[Region outline entries]
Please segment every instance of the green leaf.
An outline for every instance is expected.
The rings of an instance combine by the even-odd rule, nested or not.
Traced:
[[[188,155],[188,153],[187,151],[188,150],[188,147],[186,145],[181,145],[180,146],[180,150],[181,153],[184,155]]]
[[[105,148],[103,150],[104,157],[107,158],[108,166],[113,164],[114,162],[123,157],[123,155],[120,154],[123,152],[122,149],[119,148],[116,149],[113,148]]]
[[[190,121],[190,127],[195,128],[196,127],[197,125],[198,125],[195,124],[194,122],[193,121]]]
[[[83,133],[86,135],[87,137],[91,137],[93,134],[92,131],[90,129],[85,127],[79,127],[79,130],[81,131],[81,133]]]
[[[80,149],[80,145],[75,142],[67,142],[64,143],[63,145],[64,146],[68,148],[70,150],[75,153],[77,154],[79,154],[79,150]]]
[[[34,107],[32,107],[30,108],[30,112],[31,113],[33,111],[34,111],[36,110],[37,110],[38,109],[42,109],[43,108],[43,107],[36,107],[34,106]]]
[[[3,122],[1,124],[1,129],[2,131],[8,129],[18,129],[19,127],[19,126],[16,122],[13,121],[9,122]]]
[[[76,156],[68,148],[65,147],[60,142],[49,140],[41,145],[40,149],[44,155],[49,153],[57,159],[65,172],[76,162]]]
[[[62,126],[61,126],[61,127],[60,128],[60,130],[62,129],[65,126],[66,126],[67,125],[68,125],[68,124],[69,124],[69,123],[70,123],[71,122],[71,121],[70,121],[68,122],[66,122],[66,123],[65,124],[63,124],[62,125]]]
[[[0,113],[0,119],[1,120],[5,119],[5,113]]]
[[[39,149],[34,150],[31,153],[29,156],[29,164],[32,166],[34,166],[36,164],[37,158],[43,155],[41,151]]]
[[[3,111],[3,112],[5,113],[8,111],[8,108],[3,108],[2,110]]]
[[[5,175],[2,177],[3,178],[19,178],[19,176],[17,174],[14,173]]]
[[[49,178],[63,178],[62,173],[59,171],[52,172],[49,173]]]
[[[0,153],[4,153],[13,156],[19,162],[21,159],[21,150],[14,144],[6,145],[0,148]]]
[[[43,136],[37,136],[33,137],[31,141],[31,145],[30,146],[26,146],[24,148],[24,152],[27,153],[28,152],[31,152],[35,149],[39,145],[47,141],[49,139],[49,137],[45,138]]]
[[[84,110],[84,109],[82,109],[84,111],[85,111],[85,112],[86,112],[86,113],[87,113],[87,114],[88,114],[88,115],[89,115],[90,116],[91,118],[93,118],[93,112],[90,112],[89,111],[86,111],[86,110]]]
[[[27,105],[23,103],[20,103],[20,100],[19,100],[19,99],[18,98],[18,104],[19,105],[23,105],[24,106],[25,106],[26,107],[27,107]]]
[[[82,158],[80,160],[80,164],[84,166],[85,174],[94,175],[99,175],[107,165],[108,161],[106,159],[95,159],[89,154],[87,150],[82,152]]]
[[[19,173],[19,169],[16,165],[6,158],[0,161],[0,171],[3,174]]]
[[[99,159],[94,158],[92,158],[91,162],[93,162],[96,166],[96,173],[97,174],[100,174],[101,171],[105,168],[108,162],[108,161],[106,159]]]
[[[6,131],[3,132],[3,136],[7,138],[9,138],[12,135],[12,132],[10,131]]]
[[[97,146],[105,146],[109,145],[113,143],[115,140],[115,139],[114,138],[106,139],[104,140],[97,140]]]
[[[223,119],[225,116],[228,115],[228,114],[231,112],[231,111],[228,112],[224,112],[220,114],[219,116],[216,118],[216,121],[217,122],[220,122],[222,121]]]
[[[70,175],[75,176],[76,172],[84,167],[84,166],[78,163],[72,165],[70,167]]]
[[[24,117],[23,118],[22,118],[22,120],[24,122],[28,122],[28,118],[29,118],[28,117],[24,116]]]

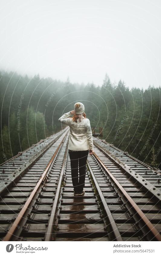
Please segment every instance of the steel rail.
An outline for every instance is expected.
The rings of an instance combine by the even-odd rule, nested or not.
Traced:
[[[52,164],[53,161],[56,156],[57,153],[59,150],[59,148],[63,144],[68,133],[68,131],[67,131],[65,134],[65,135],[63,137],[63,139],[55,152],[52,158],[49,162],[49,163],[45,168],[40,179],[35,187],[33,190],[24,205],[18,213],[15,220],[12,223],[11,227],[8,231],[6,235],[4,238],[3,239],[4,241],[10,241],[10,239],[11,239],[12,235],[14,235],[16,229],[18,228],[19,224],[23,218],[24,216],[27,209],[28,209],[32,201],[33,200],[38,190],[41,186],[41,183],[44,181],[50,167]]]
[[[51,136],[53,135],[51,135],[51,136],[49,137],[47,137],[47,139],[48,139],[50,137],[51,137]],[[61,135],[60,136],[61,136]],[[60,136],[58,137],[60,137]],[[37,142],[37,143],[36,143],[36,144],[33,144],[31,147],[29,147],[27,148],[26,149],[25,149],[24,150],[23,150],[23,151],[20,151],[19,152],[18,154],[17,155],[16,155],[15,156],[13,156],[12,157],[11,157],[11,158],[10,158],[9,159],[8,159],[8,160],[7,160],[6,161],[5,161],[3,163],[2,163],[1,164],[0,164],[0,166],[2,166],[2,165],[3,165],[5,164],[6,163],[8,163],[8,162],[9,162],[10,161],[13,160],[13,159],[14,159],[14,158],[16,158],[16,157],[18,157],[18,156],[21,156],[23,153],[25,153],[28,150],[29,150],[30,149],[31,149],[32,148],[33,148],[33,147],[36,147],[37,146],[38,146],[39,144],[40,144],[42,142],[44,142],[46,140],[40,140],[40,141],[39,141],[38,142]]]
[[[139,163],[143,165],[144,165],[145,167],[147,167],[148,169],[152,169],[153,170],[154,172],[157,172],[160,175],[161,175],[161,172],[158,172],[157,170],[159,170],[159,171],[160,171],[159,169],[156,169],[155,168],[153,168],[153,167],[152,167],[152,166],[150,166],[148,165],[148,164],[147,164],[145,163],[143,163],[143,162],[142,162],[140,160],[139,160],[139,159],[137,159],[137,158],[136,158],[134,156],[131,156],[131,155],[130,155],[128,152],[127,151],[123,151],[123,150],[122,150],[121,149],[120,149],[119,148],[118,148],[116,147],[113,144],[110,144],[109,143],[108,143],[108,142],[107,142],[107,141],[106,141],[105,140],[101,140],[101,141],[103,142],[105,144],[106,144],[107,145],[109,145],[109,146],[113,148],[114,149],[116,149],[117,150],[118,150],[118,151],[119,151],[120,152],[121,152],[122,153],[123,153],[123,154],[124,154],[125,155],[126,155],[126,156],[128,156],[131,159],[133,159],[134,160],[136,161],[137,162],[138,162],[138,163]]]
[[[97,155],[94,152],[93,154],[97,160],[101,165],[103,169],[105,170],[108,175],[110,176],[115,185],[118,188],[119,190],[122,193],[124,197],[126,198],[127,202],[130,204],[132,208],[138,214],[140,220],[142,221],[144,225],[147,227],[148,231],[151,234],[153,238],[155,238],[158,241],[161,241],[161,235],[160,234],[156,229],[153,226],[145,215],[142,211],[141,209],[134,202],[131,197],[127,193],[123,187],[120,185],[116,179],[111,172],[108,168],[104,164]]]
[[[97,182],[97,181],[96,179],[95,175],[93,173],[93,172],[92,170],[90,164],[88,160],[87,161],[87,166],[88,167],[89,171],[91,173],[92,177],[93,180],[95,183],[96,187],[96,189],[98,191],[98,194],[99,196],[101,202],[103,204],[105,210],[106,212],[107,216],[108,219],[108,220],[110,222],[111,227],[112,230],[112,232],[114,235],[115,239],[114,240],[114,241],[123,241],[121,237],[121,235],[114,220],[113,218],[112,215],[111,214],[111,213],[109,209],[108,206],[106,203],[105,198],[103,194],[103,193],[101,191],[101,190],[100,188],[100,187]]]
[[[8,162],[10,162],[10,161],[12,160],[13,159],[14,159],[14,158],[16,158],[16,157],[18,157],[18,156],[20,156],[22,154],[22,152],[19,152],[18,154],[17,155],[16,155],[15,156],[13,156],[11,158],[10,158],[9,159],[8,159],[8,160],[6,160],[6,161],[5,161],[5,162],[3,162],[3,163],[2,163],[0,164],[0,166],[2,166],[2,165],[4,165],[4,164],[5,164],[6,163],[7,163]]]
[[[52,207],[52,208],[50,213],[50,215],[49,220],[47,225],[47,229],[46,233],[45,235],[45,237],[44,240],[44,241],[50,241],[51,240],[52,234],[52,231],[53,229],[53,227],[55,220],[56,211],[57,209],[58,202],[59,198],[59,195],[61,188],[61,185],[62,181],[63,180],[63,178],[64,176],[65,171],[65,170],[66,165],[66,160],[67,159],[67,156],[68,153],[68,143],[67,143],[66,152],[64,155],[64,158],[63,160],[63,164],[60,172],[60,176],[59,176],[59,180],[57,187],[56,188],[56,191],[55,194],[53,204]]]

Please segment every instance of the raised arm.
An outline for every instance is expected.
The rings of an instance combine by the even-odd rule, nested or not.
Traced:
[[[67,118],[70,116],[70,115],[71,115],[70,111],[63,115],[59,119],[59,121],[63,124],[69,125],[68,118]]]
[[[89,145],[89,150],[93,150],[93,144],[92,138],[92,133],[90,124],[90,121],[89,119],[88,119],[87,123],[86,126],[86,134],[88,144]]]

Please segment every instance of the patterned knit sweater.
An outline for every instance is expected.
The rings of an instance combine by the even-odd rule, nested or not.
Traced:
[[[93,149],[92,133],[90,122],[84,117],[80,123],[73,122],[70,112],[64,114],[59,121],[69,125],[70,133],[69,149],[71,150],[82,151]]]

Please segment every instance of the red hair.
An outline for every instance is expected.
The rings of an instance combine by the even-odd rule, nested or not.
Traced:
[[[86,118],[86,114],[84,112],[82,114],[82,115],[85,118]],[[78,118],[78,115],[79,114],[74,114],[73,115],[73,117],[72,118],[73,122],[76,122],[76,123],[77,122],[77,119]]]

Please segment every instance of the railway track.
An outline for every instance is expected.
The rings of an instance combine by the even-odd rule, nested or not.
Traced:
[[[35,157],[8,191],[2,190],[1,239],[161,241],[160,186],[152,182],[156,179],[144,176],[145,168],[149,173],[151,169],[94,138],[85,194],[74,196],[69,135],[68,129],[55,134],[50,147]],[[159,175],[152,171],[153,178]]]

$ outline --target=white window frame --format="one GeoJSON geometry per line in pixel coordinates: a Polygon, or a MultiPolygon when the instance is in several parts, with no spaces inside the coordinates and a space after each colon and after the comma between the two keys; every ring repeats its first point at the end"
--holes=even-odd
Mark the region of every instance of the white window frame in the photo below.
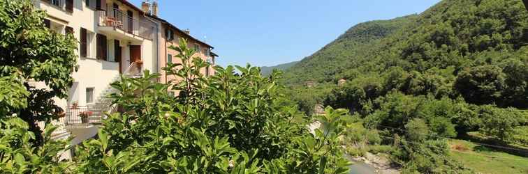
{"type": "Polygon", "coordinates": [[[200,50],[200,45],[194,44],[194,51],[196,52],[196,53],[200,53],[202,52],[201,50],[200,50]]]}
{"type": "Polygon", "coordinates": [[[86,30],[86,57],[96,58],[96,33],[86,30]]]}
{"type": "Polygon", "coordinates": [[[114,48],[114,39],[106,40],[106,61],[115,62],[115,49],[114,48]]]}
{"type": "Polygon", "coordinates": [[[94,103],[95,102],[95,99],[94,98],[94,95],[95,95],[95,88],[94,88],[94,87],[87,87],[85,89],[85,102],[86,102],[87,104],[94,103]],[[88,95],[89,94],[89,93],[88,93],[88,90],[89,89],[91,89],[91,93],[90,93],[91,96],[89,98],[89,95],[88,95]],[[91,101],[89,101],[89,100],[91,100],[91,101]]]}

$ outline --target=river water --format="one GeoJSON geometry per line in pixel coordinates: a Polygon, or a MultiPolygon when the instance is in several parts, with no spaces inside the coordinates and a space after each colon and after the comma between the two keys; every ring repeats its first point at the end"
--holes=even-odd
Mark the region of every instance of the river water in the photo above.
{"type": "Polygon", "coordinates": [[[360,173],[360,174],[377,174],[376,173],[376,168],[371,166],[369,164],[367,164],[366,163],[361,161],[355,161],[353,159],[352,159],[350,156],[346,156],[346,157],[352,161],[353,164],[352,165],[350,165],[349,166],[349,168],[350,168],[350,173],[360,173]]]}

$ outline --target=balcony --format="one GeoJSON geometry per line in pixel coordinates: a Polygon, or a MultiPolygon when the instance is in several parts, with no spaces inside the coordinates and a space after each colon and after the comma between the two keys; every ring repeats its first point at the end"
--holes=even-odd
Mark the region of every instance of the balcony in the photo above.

◆ **Aim**:
Beginning with the line that contains "outline --target=river water", quote each line exactly through the last line of the entries above, and nothing beyond them.

◆ **Full response**:
$ outline --target=river water --format="one GeoJSON geometry per line in pixel coordinates: a Polygon, or a MultiPolygon when the instance is in several parts, with no spaces inside the coordinates and a space after each colon and after the comma between the two keys; every ring repeats its first point at the end"
--holes=even-odd
Mark the region of every instance of the river water in the photo above.
{"type": "Polygon", "coordinates": [[[360,173],[360,174],[377,174],[376,173],[376,168],[371,166],[369,164],[367,164],[366,163],[361,161],[355,161],[353,159],[352,159],[350,156],[346,156],[346,157],[352,161],[353,164],[352,165],[350,165],[349,166],[349,168],[350,168],[350,173],[360,173]]]}

$ outline --target=balcony --format="one GeoJSON geometry per line in pixel coordinates: a Polygon, or a MultiPolygon when the instance is in several parts, with no spaces inside the coordinates and a space after each colon and after the comma between the two keys; every ring repeats its first point at the end"
--holes=even-odd
Mark the region of every instance of the balcony in the photo above.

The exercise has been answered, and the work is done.